[Pointing dataset records]
....

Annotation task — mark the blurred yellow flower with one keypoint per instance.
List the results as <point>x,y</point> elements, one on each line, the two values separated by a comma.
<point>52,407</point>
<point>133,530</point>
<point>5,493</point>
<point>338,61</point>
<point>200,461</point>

....

AIM OF THE TASK
Write out every line of the records above again, requests included, and shift each coordinate value in the answers by -41.

FINAL ANSWER
Annotation task — mark the blurred yellow flower with one keypoint per instance.
List the results as <point>x,y</point> elements, one on each line, the two values separated by a comma.
<point>11,366</point>
<point>92,489</point>
<point>-36,452</point>
<point>297,20</point>
<point>159,420</point>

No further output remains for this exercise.